** Text for analysis follows **
Generally, directors of a private-sector corporation (i.e. members of the governing board) are defined by statute as non-employees. This is due to the fact that a board member’s responsibility for the fulfillment of an organization’s mission and legal accountability for its operations typically dictate that the board be comprised of individuals from outside of the organization. While it is possible for a board member to also be an employee of the organization, the services they perform in their role as board member will be reported separately from the services they perform as an employee.
In contrast, officials of states and their political subdivisions and instrumentalities may or may not be classified as an employee, depending on state statute and/or common-law rules. The term “public official” refers to someone who has authority to exercise the power of the government and does so as an agent and employee of the government. Unfortunately, the Internal Revenue Code does not define the term “public official” but rather refers to their tax status in IRC Regulation Section 1.1402(c)-2(b) by indicating that holders of “public office” are not in a trade or business and therefore not subject to self-employment tax (implying that an employee-employer relationship exists instead of an independent contractor).
** End of Text for analysis **
** Information shown follows **
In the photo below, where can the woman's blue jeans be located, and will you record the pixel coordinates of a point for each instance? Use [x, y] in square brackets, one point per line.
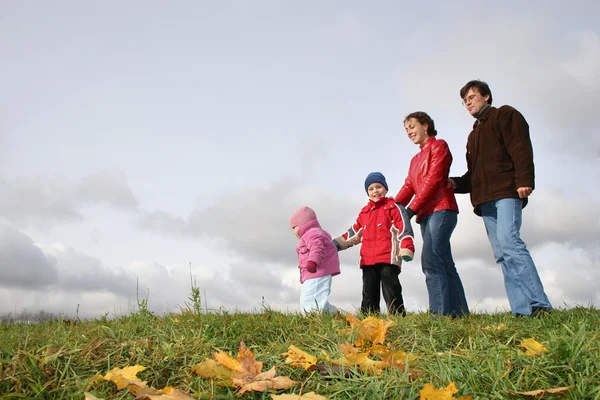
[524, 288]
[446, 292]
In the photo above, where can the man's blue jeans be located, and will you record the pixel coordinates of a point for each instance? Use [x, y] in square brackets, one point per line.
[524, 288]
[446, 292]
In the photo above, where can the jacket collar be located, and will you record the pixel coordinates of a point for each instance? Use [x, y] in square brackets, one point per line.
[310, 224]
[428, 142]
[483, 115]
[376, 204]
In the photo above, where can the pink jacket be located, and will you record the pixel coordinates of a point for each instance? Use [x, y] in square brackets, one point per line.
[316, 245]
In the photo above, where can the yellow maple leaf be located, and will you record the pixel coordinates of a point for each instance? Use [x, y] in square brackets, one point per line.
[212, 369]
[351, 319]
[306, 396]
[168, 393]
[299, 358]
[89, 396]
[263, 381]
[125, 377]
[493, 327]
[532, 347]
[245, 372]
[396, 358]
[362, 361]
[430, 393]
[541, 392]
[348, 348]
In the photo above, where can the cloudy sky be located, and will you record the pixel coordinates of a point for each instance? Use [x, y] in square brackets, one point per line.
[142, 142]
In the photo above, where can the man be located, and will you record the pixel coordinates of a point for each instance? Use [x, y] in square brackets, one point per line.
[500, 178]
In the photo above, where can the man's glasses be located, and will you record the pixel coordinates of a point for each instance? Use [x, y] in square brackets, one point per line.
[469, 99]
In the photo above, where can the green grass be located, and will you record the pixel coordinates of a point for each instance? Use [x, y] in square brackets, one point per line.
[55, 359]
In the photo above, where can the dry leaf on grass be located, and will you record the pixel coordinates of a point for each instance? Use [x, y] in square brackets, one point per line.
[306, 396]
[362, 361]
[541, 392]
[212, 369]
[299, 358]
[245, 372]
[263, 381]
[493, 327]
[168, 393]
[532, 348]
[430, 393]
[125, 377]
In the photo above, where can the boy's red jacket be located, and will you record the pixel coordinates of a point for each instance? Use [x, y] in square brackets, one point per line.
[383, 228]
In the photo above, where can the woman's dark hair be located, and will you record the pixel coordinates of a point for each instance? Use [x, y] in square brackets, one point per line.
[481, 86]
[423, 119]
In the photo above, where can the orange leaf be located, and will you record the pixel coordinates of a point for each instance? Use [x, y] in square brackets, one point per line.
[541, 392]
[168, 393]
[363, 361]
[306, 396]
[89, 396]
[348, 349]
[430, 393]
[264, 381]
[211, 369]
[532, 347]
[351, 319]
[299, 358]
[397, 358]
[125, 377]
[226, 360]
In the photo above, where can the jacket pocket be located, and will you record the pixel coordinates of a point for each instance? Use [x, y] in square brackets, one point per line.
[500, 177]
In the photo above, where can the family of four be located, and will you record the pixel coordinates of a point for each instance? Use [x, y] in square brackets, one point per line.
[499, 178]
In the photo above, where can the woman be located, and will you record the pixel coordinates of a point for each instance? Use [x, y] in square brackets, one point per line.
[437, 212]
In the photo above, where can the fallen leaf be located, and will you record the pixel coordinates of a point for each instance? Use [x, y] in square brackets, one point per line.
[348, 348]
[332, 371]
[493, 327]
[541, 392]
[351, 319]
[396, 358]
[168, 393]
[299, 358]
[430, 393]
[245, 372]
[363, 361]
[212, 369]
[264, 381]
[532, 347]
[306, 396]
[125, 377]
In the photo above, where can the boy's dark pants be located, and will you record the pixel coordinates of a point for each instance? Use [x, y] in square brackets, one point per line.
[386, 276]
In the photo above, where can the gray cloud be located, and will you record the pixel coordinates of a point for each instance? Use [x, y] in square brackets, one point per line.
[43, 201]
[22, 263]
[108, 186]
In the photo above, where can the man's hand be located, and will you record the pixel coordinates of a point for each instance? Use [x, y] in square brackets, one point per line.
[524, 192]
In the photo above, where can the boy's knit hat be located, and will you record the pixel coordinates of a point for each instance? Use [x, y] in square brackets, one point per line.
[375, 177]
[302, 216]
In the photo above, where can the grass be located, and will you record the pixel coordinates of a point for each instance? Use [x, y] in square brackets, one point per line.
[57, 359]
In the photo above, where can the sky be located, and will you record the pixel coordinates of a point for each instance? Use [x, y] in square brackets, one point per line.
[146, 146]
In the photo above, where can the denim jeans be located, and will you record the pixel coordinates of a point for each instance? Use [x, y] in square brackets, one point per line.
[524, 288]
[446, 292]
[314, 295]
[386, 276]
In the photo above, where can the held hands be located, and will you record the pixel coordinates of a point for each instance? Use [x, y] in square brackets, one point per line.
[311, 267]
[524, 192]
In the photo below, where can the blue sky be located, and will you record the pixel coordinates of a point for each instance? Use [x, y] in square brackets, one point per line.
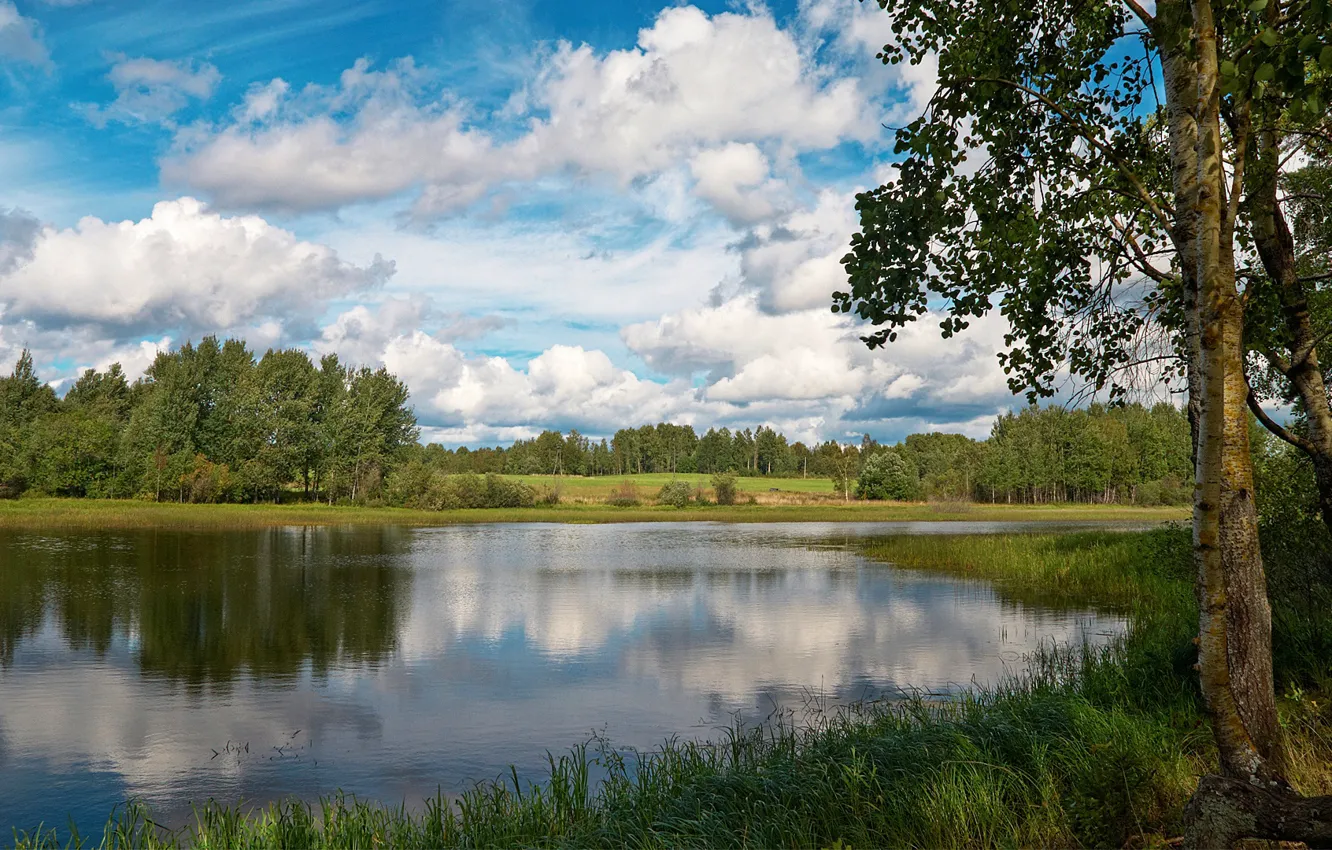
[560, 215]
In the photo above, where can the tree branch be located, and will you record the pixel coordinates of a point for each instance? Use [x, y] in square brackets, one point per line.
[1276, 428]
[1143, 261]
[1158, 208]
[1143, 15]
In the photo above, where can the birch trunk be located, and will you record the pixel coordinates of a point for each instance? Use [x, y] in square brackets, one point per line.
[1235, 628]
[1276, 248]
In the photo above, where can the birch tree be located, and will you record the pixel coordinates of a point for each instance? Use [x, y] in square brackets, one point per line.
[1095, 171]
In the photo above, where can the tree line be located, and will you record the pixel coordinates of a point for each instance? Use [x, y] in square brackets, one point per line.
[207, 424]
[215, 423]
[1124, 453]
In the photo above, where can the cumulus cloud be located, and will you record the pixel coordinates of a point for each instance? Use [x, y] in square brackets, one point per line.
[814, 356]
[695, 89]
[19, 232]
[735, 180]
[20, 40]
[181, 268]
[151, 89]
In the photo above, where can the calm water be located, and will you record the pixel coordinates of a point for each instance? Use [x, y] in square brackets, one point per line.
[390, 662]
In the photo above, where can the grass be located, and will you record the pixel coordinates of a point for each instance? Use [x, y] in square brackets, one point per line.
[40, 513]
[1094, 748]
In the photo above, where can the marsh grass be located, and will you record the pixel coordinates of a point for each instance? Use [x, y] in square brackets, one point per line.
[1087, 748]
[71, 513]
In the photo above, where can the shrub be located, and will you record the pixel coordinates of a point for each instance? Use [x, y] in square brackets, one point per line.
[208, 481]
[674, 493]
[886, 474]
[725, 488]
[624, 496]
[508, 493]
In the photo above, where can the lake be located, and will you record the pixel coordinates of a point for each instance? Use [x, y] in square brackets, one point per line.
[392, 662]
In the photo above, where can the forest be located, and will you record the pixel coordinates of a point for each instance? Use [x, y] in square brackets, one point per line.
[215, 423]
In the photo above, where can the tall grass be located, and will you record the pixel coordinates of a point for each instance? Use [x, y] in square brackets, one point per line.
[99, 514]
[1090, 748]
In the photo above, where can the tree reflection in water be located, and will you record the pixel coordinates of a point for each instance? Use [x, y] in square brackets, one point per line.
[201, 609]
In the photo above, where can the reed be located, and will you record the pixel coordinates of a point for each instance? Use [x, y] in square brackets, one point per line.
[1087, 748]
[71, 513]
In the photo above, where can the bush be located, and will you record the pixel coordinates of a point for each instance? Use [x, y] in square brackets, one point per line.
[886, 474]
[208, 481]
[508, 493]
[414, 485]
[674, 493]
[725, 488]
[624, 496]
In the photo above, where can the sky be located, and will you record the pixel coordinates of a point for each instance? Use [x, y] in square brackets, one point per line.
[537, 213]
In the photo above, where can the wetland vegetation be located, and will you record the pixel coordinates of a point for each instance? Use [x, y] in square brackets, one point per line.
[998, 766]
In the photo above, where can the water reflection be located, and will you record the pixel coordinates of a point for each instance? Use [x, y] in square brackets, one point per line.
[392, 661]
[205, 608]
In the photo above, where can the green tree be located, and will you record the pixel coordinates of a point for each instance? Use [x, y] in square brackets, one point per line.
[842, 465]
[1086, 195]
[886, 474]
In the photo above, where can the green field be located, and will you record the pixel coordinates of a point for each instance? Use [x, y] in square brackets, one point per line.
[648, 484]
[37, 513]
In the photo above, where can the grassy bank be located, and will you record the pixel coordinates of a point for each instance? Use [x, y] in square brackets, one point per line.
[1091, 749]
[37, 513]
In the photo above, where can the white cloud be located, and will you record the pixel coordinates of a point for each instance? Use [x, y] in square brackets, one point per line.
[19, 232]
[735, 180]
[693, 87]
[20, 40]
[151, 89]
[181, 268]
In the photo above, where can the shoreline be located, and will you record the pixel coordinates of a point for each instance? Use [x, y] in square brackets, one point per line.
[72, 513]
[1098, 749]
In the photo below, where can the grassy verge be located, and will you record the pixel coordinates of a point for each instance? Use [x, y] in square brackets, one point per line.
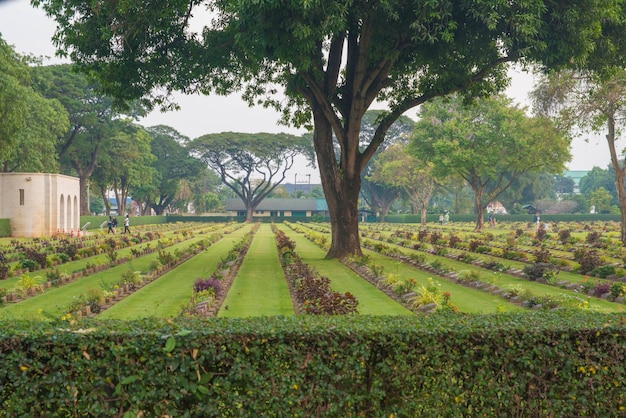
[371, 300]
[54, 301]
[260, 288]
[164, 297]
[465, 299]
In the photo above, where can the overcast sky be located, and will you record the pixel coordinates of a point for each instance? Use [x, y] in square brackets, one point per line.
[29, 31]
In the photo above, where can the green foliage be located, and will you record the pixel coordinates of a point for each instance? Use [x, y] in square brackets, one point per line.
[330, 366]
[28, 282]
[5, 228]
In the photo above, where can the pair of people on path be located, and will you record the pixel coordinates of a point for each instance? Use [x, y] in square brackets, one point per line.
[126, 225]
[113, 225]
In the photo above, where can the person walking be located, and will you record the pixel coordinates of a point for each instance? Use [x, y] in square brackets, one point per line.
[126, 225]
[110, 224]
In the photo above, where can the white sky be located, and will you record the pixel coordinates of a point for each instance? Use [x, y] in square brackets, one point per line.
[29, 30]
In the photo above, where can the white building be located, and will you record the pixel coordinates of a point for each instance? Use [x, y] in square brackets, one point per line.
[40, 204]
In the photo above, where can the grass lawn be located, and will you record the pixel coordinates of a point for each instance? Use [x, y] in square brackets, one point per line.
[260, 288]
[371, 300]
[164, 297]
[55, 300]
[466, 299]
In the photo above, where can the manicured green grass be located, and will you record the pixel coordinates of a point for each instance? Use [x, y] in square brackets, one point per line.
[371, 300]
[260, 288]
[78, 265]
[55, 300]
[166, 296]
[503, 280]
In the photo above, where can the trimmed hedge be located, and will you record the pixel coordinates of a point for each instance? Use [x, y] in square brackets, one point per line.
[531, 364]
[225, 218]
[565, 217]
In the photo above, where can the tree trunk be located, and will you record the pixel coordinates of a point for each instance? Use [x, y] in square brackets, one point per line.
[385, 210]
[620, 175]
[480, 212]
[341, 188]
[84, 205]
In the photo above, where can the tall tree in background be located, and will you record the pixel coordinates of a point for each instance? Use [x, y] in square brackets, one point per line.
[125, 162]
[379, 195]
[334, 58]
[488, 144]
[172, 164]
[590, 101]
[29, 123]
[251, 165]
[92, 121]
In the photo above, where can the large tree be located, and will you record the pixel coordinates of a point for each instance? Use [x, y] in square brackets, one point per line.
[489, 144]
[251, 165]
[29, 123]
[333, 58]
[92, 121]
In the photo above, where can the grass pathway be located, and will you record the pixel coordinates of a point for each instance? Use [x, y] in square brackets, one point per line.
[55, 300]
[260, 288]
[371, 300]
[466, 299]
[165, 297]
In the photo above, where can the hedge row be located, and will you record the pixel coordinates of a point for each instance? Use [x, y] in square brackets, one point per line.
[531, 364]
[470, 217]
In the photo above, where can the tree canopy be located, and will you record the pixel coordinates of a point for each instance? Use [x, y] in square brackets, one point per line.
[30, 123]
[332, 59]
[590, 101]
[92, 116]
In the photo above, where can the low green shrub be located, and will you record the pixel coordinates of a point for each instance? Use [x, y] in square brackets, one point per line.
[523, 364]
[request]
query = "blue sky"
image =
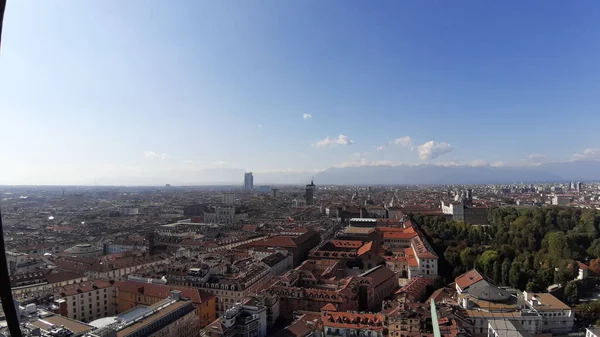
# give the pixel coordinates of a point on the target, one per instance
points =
** End of Information shown **
*Work request 1:* Reproduce word for word the part of the text on the tax status of directors and public officials that runs from "Generally, directors of" up to and including "as an employee.".
*Work request 2:* In the text on the tax status of directors and public officials, list the public bodies whose officials may or may not be classified as employees.

*Expected answer 1:*
Generally, directors of a private-sector corporation (i.e. members of the governing board) are defined by statute as non-employees. This is due to the fact that a board member’s responsibility for the fulfillment of an organization’s mission and legal accountability for its operations typically dictate that the board be comprised of individuals from outside of the organization. While it is possible for a board member to also be an employee of the organization, the services they perform in their role as board member will be reported separately from the services they perform as an employee.

*Expected answer 2:*
- States
- Their political subdivisions
- Their instrumentalities